## DATASET EXTRACT
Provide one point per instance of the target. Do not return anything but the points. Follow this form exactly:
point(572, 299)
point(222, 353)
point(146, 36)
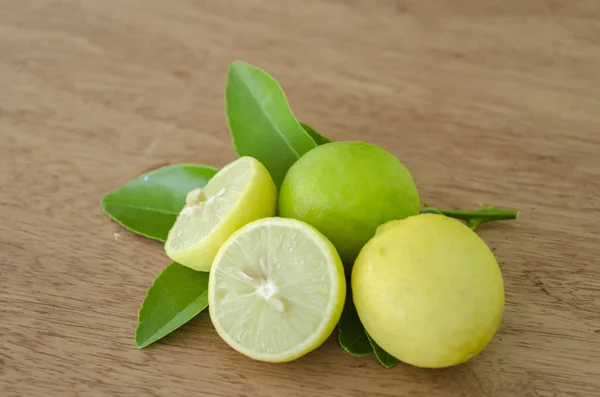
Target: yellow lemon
point(428, 290)
point(238, 194)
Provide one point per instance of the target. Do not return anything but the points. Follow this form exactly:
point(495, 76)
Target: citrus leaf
point(384, 358)
point(318, 138)
point(176, 296)
point(149, 204)
point(352, 336)
point(261, 122)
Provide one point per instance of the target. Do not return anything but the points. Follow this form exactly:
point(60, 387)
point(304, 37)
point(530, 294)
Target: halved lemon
point(241, 192)
point(276, 290)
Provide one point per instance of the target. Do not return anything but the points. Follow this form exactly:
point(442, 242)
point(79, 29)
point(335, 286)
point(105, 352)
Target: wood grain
point(497, 102)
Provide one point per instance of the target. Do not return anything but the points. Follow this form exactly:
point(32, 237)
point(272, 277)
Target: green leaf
point(475, 218)
point(261, 121)
point(176, 296)
point(318, 138)
point(352, 336)
point(149, 204)
point(384, 358)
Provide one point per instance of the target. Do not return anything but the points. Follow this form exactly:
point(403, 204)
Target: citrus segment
point(276, 290)
point(239, 193)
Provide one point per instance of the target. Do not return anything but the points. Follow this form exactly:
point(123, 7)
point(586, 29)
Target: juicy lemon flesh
point(276, 290)
point(428, 290)
point(239, 193)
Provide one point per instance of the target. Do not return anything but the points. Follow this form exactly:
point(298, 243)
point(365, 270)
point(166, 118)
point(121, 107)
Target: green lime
point(428, 290)
point(276, 290)
point(346, 190)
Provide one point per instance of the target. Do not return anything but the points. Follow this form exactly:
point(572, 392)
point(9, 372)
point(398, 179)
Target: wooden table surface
point(498, 103)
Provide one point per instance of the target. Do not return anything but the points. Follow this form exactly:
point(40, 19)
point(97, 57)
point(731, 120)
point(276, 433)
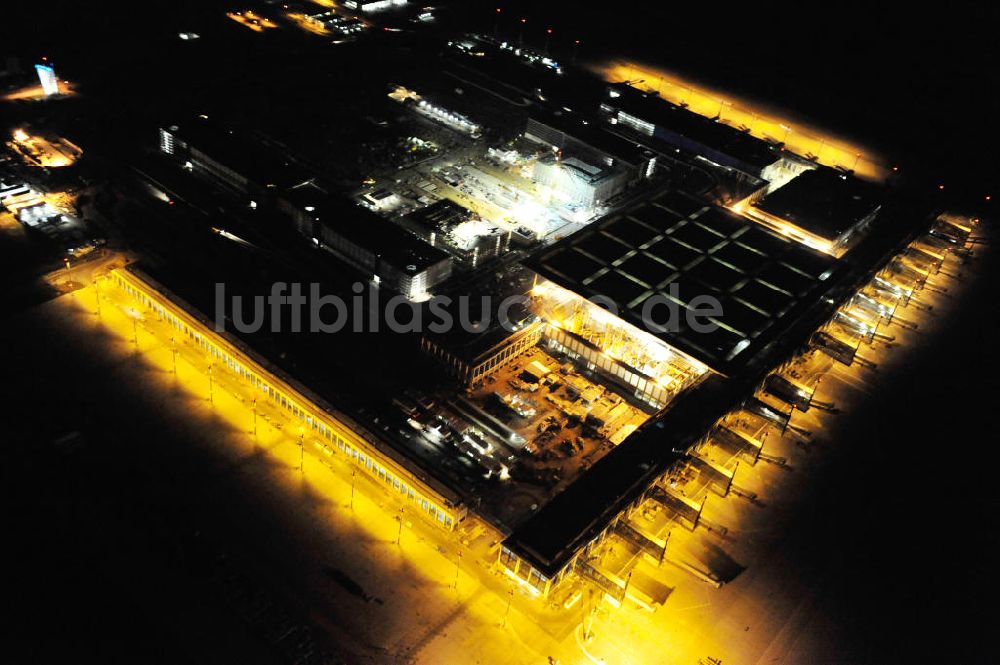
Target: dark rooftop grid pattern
point(757, 276)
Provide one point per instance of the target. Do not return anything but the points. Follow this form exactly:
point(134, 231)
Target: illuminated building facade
point(330, 431)
point(47, 77)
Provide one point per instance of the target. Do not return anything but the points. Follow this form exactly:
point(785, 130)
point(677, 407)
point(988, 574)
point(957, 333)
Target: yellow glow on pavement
point(766, 124)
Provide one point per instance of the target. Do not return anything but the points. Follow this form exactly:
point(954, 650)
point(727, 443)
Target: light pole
point(399, 534)
point(354, 474)
point(302, 451)
point(510, 597)
point(253, 409)
point(173, 354)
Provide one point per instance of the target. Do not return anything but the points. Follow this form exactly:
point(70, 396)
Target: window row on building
point(322, 424)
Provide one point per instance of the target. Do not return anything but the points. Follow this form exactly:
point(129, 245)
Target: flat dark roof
point(823, 201)
point(262, 165)
point(676, 241)
point(725, 138)
point(395, 245)
point(592, 134)
point(551, 537)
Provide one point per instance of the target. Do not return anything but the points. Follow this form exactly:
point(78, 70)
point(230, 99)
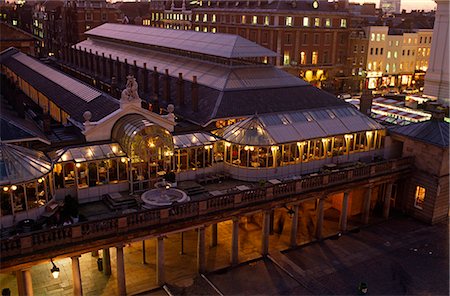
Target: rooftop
point(72, 96)
point(432, 132)
point(220, 45)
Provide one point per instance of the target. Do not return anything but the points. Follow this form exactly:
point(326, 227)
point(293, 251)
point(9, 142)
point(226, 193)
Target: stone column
point(319, 224)
point(387, 201)
point(20, 283)
point(160, 280)
point(144, 261)
point(235, 242)
point(27, 282)
point(201, 252)
point(214, 235)
point(265, 232)
point(121, 284)
point(366, 205)
point(344, 212)
point(294, 227)
point(76, 276)
point(106, 262)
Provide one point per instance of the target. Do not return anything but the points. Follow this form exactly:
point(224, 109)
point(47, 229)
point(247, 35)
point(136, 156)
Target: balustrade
point(49, 238)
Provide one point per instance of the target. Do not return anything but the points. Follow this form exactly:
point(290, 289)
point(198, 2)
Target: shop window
point(19, 204)
point(6, 207)
point(419, 198)
point(32, 200)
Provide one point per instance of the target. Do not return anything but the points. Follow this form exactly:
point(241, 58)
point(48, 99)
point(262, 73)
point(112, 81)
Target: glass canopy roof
point(270, 129)
point(193, 140)
point(19, 164)
point(87, 153)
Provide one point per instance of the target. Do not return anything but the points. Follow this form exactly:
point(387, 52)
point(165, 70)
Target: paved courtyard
point(401, 256)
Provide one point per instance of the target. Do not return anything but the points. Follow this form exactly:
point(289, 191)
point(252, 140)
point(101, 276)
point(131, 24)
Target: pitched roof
point(219, 45)
point(432, 132)
point(72, 96)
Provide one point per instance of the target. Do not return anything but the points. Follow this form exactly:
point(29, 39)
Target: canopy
point(19, 164)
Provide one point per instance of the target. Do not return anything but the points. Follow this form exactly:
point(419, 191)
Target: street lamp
point(54, 270)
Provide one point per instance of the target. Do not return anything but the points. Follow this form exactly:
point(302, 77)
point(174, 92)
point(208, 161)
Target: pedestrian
point(280, 224)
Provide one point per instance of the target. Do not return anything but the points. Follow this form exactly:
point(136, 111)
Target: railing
point(51, 239)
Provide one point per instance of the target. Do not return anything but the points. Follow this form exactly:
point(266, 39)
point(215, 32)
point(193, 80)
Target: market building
point(152, 107)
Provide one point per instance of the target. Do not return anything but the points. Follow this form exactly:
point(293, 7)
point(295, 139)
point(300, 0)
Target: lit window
point(289, 21)
point(286, 58)
point(317, 22)
point(303, 58)
point(315, 57)
point(420, 197)
point(305, 21)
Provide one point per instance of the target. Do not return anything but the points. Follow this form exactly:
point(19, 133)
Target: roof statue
point(130, 93)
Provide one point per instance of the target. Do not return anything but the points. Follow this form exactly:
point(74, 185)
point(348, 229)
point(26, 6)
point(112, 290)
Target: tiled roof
point(432, 132)
point(72, 104)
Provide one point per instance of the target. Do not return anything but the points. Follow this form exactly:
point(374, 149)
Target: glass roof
point(140, 137)
point(213, 75)
point(19, 164)
point(193, 140)
point(270, 129)
point(86, 153)
point(250, 131)
point(215, 44)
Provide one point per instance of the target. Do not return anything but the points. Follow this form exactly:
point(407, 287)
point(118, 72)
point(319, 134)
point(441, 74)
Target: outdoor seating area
point(212, 178)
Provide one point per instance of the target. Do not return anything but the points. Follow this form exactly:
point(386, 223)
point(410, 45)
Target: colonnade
point(24, 276)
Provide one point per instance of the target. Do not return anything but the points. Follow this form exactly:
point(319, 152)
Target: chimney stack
point(194, 94)
point(167, 86)
point(365, 103)
point(180, 92)
point(155, 81)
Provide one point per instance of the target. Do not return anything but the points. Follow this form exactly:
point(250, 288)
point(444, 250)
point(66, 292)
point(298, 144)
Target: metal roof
point(270, 129)
point(214, 44)
point(77, 88)
point(19, 164)
point(432, 132)
point(217, 76)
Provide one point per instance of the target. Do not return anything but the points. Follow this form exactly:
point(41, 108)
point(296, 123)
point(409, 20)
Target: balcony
point(16, 251)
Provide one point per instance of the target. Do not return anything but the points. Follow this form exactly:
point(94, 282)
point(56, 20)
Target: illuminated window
point(303, 58)
point(315, 57)
point(317, 22)
point(305, 21)
point(286, 58)
point(420, 197)
point(289, 21)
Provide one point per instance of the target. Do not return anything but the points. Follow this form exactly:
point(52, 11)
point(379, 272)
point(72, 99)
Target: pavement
point(400, 256)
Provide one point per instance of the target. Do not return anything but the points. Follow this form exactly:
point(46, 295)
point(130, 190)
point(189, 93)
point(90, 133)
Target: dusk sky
point(407, 4)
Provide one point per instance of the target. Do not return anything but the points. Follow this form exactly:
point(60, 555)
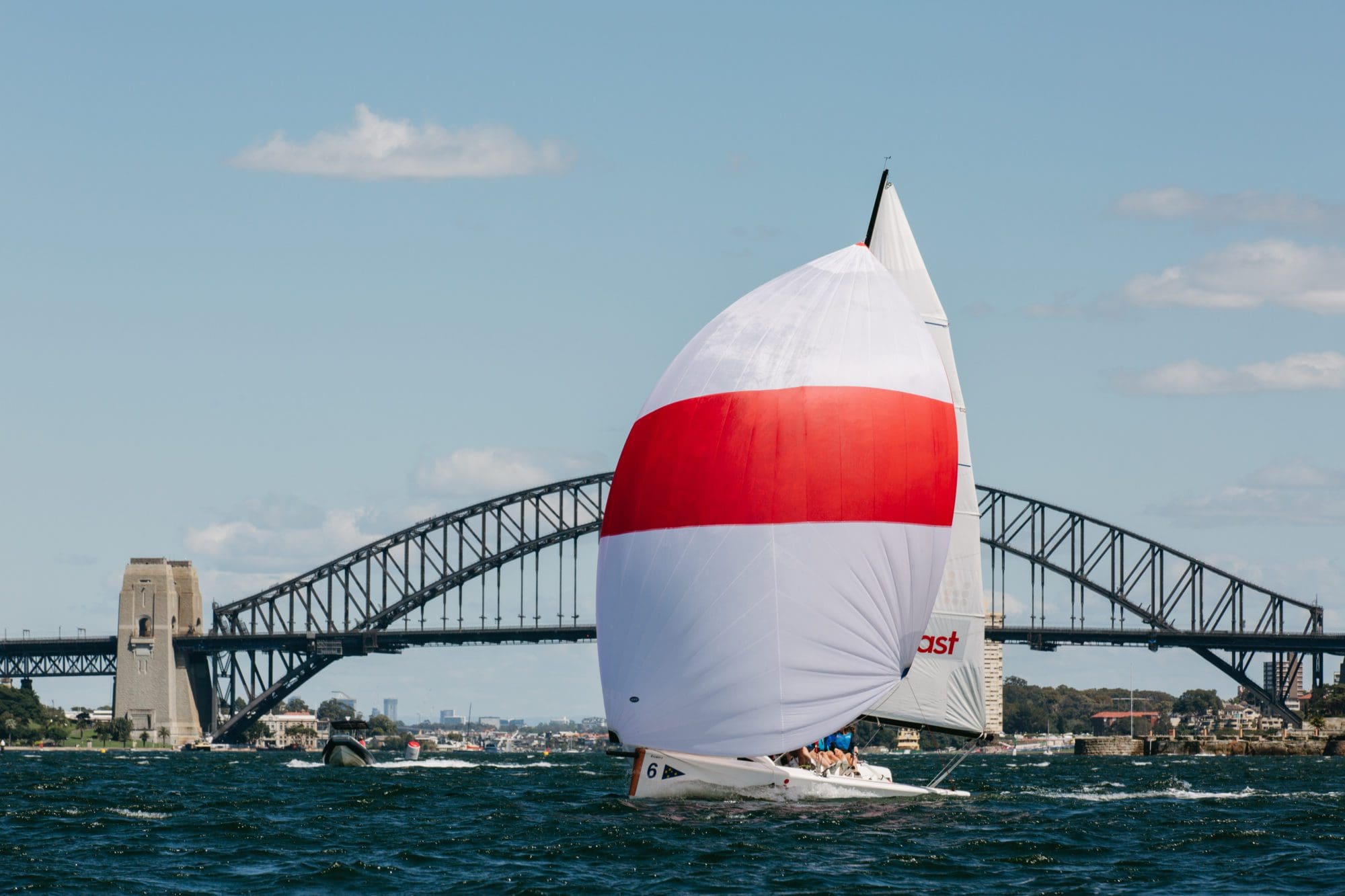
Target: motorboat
point(792, 541)
point(346, 744)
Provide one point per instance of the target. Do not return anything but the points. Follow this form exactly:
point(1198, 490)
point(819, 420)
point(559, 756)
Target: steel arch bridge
point(266, 646)
point(458, 579)
point(1155, 596)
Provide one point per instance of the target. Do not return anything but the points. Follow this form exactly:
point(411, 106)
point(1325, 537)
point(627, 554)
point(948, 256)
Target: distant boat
point(777, 536)
point(346, 745)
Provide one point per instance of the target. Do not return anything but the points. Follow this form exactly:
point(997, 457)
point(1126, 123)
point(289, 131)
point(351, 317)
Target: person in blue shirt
point(839, 747)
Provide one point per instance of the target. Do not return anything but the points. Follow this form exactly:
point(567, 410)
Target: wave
point(141, 813)
point(1169, 792)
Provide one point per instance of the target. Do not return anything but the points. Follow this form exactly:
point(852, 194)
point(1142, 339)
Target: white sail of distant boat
point(777, 532)
point(945, 689)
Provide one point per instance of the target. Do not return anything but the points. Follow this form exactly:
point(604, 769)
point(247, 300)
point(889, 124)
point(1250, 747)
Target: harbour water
point(270, 822)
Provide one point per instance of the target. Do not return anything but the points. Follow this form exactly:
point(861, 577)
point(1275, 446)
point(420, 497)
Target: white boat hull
point(672, 775)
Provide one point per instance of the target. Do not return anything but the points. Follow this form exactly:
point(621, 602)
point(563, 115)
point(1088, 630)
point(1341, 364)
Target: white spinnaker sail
point(779, 518)
point(945, 688)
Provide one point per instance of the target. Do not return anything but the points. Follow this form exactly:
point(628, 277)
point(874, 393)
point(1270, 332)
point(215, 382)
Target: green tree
point(256, 732)
point(1198, 702)
point(1330, 700)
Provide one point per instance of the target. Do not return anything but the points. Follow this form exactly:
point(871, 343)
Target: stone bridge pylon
point(158, 686)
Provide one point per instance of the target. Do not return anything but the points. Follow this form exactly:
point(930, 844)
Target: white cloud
point(1313, 370)
point(1296, 494)
point(494, 471)
point(380, 149)
point(477, 470)
point(244, 545)
point(1249, 275)
point(1249, 206)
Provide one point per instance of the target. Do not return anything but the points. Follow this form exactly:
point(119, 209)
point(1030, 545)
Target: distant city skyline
point(263, 309)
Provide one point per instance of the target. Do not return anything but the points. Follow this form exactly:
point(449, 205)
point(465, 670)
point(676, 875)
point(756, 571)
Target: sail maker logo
point(941, 645)
point(942, 639)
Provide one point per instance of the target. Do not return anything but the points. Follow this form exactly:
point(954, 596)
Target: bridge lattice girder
point(1184, 595)
point(376, 585)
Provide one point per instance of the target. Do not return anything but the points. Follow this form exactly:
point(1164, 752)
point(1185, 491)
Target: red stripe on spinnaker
point(812, 454)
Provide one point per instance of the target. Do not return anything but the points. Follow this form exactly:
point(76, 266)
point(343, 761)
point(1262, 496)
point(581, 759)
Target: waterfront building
point(302, 729)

## TASK TO COMPLETE
Word for word and without pictures, please write out only the lines from the start of the entries through the line containing "point(495, 76)", both included.

## RESPONSE TO THE EXERCISE
Provide one point per instance of the target. Do not return anything but the points. Follow this form exactly:
point(572, 299)
point(222, 353)
point(146, 36)
Target: yellow lemon
point(428, 290)
point(238, 194)
Provide one point per instance of the target. Do not return anything but the points. Follow this form exactly:
point(495, 76)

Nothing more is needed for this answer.